━━ EXCERPT PROVIDED

Wednesday, October 9, 2013

Jell-O Art Still Fascinates

I continue to give out my photo cards featuring the dried gelatin mask I made in 2011, which looks gorgeous on the black background, and send people to this link, so I had better post now and then. I am currently not making any Jell-O Art, concentrating on my retail work with the upcoming Holiday Market in mind. That starts in November, after many weeks yet on the Park Blocks wishing for summer to come back. We will be outdoors through November 16, them moving to the Fairgrounds, indoors the weekend before Thanksgiving. 

I doubt I'll be retailing Jell-O Art again, though it was fun, as it was mainly a distraction from those types of work that actually sell well, like hats and tote bags. Even though I am happiest manipulating gelatin, and able to express my true soul through that open-ended medium, I'm not retired yet and still need to make money with my time. Traditionally I spend the months of the offseason after Christmas concentrating on the Jell-O Art world culminating in the annual Jell-O Art Show around April Fools Day. I hope that will be the case this year too. It will be the 26th Annual show.

━━━━
━━ RAW RECORDS

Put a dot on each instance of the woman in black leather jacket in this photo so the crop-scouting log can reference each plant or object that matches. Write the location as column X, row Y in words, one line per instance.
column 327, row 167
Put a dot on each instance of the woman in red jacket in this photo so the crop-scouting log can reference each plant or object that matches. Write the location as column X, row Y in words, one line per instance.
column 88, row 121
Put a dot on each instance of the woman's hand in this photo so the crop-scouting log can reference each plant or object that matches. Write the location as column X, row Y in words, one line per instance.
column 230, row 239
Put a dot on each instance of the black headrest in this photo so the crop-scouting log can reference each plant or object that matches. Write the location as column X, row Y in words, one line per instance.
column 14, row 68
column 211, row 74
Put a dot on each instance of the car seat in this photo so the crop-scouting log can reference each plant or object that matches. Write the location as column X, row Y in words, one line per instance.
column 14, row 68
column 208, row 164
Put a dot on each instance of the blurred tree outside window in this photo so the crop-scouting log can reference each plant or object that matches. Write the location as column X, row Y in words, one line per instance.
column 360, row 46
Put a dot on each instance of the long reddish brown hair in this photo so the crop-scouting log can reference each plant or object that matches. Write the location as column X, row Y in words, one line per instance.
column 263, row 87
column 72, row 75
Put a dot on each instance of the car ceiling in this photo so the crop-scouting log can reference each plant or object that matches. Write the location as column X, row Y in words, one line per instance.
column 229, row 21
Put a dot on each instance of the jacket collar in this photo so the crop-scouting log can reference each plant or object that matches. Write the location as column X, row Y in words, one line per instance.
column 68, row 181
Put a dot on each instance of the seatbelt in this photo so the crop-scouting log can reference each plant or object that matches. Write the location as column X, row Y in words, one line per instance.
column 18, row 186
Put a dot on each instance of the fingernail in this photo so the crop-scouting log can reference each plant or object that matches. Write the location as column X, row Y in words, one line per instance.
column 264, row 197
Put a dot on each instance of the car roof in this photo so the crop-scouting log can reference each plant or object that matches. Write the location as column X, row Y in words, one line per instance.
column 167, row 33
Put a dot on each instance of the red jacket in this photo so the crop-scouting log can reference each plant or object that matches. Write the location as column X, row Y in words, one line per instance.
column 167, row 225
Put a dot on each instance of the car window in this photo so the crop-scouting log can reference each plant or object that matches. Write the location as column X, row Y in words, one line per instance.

━━━━

- REQUIRED TASKS:
1. In the Jell-O Art post, revise everything from "Wednesday, October 9, 2013" down to "weekend before Thanksgiving.", putting "Winter Market" where "Holiday Market" stands.
2. Convert the listing, from its start down through the line containing "column 88, row 121", into a two-column CSV with columns named request and answer, one row per request. Put each field in quotes and replace its line breaks with spaces.

- ANSWERS TO THE PROBLEMS:
1.
Wednesday, October 9, 2013

Jell-O Art Still Fascinates

I continue to give out my photo cards featuring the dried gelatin mask I made in 2011, which looks gorgeous on the black background, and send people to this link, so I had better post now and then. I am currently not making any Jell-O Art, concentrating on my retail work with the upcoming Winter Market in mind. That starts in November, after many weeks yet on the Park Blocks wishing for summer to come back. We will be outdoors through November 16, them moving to the Fairgrounds, indoors the weekend before Thanksgiving.

2.
request,answer
"Put a dot on each instance of the woman in black leather jacket in this photo so the crop-scouting log can reference each plant or object that matches. Write the location as column X, row Y in words, one line per instance.","column 327, row 167"
"Put a dot on each instance of the woman in red jacket in this photo so the crop-scouting log can reference each plant or object that matches. Write the location as column X, row Y in words, one line per instance.","column 88, row 121"